▶ _Given task_
Write the next part of the lab description on the algebra and calculus of normal distributions, picking up from its final sentence.

▶ _Selected extract_
>>>>

Algebra and Calculus of Normal Distributions
|
Statistical Topic:
Understanding the distributions that define the population under investigations
is essential to understanding statistics. Two of these distributions
we will study in this exercise are the normal and the standard normal distribution. |
Student Issue:
How do states compare in per capita personal income? What does a population
data set of state income values look like? |
Data Set:
Table 1. Per Capita Personal Income
by State for 1997 contains U.S. Census Bureau estimates of personal income. |
Goals of Data Analysis Lab:
Using personal income by state as a population data set, we can compare
the histogram for these values with the histogram for the z-scores of these
values. We can also compute the parameters for each of these distributions.
Using the function for the normal curve (see your textbook) for this data
set, a smooth curves is generated which has as it area under this
curve equal to 1. We can do this for both the state income data and
the z-scores for the state income data. By using the trapezoidal rule to
find areas under the the theoretical standard normal curve, we approximate
these areas and compare our approximation with areas under the curve for
the z-distribution in our textbook. |
Statistical Techniques:
-
Mark income for three states (one is your state) on Figure 1 on Table
1. This graph is a population histogram for our state income
data set. Notice that is almost normally distributed. Mark
the mean and standard deviation on Figure 1 (use greek letters).

<<<<

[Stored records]
>>>>

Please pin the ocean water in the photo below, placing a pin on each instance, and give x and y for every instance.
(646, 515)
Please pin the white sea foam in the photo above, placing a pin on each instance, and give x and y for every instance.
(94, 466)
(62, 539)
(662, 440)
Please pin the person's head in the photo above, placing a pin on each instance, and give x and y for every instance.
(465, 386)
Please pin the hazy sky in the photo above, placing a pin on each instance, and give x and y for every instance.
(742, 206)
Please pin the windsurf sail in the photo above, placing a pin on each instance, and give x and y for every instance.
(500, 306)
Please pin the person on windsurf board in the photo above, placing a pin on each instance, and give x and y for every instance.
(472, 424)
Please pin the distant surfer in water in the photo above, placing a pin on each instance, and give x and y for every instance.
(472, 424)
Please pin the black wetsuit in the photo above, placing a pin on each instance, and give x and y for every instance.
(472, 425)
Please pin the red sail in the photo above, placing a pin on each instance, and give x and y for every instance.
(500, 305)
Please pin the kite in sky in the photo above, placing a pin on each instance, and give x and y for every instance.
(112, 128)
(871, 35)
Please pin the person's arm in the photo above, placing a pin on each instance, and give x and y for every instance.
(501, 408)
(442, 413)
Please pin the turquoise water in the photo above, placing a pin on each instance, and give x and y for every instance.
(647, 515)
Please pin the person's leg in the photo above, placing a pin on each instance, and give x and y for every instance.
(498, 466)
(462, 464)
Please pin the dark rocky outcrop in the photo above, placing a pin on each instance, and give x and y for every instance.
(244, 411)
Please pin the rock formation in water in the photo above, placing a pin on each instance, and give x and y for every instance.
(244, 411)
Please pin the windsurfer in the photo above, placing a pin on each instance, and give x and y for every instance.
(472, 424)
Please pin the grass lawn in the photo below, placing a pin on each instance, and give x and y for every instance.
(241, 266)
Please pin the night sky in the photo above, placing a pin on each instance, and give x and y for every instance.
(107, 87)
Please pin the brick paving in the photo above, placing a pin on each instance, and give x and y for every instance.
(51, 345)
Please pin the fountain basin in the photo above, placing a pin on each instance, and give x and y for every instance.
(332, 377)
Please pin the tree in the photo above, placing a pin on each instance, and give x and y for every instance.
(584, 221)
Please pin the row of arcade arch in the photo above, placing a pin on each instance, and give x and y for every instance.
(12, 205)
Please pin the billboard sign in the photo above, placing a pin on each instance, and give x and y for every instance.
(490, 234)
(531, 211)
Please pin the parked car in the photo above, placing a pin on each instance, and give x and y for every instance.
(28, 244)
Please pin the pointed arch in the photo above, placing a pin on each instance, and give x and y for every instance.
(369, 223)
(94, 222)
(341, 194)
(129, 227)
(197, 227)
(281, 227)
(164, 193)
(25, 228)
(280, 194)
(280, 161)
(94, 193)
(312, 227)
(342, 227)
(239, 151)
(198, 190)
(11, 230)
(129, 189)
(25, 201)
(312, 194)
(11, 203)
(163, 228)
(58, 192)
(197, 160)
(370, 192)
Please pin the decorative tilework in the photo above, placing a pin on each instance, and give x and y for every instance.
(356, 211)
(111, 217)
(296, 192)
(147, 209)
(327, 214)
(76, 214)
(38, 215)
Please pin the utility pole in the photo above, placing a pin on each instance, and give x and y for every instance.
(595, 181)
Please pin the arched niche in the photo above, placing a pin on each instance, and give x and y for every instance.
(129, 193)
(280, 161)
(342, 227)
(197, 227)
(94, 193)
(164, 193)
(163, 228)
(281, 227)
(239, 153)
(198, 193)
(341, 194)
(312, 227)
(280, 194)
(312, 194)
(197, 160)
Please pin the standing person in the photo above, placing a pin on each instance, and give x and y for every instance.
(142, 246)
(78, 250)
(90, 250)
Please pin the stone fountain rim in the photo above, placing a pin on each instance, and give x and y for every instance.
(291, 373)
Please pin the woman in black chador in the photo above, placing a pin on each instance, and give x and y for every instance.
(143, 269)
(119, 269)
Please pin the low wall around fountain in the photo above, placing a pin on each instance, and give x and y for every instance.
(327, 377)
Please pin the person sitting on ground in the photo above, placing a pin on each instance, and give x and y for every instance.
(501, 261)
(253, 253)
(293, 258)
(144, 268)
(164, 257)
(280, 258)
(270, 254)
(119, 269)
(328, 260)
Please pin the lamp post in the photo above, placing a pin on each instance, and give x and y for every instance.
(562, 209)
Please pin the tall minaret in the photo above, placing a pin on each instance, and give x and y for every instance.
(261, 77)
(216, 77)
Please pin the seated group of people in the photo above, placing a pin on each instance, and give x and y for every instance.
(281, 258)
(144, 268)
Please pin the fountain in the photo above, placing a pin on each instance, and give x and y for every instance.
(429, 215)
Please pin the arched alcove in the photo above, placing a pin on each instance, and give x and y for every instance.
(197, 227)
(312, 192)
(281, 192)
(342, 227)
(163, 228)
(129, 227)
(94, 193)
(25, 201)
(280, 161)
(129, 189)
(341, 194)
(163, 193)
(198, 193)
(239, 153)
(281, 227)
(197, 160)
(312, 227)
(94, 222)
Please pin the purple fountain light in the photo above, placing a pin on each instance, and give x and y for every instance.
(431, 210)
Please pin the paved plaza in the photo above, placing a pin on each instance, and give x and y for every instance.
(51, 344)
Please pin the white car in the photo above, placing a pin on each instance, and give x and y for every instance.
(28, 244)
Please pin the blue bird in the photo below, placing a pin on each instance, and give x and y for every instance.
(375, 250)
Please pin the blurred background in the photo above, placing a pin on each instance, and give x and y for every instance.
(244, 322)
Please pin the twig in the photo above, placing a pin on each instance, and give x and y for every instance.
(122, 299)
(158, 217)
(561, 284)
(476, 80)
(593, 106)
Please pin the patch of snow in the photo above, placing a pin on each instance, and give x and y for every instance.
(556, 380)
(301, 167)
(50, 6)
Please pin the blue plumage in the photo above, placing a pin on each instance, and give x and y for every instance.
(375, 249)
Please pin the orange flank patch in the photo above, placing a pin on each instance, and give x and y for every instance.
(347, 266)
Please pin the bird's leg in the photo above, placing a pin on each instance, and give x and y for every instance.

<<<<

▶ _Exercise result_
Compute z-scores for these three states and places these z-scores on the
Figure 2. Is the shape of these two distributions
different? Why or why not are these two graphs different?
-
Using the personal income for each state and the function for the normal
distribution f(x), we can also draw a scatterplot for the population data
set that is a smoothed curve for this population data set. Interpret
this graph, Figure 3 on Table 2, giving approximate
values for the middle, shape, spread and outliers.
-
Using the z-scores for the personal income for each state and the function
for the standard normal distribution, another scatterplot of z-scores as
above as shown in Figure 4 on Table 2.
How does the shape of this graph compare with the one drawn in Figure
3?
-
Changing from a real data set to the theoretical function for the standard
normal, we can compute areas under the curves or probabilities that an
observation will fall between a certain set of z-scores. Use the
formula for the area of a trapezoid (Area=1/2*width*(height on one side
and height on other side) and Table 3.
to compute areas under the curve for the theoretical standard normal
distribution. Note that h1 and h2 are the heights of the trapezoid
which represent the values in the function for the z- distribution.
The value of h will always be h since we are working in .5 increments.
Compute and mark on Figure 5. the area under
the curve for every .5 z-score interval from -3 to 3.
-
Using these computed areas for each .5 intervals, calculate the areas under
the curve for -1<= z <=1, -2<= z <=2 and -3<= z<= 3.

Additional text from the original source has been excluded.